Page excerpt:
..............................

USS New London County (LST-1066) was an  in the United States Navy. Unlike many of her class, which received only numbers and were disposed of after World War II, she survived long enough to be named. On 1 July 1955, all LSTs still in commission were named for US counties or parishes; LST-1066 was given the name New London County, after the county in Connecticut.

Construction
LST-1066 was laid down on 18 January 1945, at Hingham, Massachusetts, by the Bethlehem-Hingham Shipyard; launched on 21 February 1945; sponsored by Miss Cynthia L. Rowan; and commissioned on 20 March 1945.

Service history

World War II
Following shakedown the newly designated flagship of LST Group 99 departed New York 11 May 1945, in convoy for the Western Pacific. Three months later, having transited the Panama Canal, LST–1066 reached Leyte, Philippines via the Marshall and Caroline Islands. After transferring ammunition to fleet ships, she sailed 18 October, from Lingayen Gulf, Luzon, on the first of two voyages transporting elements of the 6th Army to the Japanese home islands of Honshū and Shikoku for occupation duty.

Post-war 

On 30 November, she joined the procession of ships old and new steaming homeward and arrived San Pedro, California, 13 January 1946. In March 1946, placed out of commission in the reserve, LST–1066 joined the Pacific Reserve Fleet in Puget Sound.

..............................

What to produce:
Answer these questions from the USS New London County history:
(a) Which shipyard laid down LST-1066?
(b) On what date did she leave New York in convoy for the Western Pacific?
(c) Where did she arrive on 13 January 1946?

Entries shown:
..............................

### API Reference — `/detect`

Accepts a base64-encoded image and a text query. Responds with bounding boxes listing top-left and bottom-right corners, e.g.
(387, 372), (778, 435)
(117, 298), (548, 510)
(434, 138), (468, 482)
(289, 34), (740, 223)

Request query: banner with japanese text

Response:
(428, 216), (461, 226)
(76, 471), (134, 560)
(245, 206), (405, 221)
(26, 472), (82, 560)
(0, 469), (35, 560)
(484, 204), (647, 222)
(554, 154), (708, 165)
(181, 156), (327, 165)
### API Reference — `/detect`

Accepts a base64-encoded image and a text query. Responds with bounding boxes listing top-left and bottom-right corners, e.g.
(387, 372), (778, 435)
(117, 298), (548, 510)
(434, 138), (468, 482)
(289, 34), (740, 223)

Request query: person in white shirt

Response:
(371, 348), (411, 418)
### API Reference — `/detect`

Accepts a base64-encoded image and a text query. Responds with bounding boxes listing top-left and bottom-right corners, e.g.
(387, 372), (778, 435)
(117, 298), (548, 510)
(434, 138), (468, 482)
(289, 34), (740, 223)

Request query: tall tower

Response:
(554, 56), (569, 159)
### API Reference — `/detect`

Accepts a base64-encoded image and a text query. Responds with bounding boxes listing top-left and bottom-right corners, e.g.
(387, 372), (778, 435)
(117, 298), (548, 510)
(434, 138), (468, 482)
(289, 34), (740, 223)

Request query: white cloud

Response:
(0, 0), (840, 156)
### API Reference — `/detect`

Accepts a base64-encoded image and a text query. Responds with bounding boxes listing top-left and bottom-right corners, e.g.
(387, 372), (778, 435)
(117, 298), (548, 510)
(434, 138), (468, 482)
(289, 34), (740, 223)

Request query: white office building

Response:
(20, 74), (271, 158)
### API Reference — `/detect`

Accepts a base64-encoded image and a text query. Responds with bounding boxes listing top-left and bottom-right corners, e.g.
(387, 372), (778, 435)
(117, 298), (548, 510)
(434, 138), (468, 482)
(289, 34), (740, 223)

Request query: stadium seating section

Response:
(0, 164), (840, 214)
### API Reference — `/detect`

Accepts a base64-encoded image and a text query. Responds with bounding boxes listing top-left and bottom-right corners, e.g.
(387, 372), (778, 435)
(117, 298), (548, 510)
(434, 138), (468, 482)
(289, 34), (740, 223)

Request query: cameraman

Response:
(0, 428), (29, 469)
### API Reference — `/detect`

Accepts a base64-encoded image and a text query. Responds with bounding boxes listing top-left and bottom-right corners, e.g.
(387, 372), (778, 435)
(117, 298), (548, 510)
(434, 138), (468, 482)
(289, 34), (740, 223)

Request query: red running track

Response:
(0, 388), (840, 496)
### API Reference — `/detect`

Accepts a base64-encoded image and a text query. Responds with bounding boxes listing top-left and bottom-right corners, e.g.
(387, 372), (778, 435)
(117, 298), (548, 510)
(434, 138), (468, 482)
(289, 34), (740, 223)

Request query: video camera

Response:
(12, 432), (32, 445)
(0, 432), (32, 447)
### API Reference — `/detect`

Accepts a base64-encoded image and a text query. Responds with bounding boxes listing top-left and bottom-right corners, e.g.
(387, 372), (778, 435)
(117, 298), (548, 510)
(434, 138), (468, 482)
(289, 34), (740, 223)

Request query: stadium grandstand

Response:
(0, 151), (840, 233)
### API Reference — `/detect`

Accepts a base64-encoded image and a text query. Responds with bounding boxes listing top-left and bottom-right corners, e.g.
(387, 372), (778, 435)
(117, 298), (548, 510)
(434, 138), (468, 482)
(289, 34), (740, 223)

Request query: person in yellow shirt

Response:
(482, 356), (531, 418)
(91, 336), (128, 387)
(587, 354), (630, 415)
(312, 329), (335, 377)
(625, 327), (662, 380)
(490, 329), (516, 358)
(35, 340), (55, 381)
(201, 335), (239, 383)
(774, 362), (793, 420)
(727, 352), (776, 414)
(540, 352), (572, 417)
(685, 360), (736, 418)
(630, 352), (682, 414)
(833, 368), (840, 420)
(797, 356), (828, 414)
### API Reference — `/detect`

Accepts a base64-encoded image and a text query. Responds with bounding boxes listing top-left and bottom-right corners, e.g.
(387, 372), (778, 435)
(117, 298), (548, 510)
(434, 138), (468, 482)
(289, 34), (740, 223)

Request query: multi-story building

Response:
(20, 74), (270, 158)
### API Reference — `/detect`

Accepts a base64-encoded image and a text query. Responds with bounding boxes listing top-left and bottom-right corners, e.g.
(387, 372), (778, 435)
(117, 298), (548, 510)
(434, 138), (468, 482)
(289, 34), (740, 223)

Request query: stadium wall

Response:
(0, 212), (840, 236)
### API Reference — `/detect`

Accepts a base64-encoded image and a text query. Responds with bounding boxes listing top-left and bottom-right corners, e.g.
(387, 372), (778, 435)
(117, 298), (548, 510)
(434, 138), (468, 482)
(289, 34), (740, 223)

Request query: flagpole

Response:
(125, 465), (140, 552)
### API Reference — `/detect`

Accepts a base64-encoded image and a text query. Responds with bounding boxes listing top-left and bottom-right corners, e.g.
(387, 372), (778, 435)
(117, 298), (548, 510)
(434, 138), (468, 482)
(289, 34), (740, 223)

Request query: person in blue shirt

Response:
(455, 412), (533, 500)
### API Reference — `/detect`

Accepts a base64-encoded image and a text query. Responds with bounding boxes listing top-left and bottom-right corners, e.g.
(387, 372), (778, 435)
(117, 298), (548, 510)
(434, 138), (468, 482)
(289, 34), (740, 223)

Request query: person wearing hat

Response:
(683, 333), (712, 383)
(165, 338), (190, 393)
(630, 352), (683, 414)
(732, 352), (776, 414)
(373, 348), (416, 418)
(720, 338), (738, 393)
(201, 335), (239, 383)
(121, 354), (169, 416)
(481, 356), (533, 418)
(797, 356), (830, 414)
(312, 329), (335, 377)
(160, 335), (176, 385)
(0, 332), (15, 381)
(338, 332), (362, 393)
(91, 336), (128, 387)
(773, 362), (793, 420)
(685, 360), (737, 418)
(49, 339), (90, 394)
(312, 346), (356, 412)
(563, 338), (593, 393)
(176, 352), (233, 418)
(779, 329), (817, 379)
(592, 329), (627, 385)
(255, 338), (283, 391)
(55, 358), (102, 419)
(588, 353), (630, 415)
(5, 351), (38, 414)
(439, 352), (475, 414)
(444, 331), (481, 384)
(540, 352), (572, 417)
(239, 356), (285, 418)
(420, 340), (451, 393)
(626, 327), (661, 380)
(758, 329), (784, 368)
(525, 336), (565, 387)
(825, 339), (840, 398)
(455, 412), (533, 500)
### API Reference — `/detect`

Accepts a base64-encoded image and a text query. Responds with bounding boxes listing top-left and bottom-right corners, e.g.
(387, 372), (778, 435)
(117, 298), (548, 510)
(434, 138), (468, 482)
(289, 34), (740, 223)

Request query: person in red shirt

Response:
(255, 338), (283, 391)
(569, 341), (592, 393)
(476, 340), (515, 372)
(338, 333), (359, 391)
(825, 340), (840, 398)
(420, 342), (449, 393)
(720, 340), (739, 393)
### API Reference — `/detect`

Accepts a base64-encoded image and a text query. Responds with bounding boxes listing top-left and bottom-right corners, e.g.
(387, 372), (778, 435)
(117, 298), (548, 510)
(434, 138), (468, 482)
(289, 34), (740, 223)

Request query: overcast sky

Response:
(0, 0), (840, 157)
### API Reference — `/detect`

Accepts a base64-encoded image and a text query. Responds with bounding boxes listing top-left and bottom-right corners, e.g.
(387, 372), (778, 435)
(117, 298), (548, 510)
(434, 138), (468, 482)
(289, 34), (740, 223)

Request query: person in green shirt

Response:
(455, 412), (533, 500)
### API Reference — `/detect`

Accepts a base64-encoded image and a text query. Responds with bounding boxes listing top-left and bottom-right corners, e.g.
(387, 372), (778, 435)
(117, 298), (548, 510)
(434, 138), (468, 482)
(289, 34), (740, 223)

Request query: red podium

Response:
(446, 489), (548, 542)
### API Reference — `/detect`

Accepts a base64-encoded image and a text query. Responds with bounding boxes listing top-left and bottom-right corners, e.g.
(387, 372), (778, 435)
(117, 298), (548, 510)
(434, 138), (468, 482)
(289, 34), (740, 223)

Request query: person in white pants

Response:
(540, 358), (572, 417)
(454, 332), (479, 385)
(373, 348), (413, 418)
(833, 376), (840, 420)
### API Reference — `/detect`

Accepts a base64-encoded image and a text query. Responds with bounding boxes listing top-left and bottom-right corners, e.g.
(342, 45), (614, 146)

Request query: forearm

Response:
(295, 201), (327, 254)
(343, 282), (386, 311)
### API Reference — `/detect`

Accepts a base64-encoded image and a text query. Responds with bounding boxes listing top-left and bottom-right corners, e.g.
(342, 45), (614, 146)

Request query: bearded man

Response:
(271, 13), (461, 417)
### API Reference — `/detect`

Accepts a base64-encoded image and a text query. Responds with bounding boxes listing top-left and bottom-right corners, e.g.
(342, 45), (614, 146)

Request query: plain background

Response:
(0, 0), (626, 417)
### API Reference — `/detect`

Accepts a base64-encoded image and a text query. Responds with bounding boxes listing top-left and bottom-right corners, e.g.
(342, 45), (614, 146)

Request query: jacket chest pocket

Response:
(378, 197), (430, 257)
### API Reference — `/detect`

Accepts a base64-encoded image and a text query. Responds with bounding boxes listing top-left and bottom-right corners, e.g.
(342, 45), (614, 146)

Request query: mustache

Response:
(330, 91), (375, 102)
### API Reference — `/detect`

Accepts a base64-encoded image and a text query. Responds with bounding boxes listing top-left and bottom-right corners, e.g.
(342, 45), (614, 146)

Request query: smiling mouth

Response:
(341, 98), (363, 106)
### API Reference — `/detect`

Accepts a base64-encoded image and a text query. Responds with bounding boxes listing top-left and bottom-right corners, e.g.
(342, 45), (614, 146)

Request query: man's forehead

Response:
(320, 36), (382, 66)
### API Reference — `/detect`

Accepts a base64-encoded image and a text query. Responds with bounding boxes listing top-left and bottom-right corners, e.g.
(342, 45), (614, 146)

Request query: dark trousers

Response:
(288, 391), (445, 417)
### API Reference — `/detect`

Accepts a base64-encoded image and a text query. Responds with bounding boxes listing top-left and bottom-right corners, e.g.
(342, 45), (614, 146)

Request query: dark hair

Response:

..............................

Exercise solution:
(a) The Bethlehem-Hingham Shipyard, at Hingham, Massachusetts.
(b) 11 May 1945.
(c) San Pedro, California.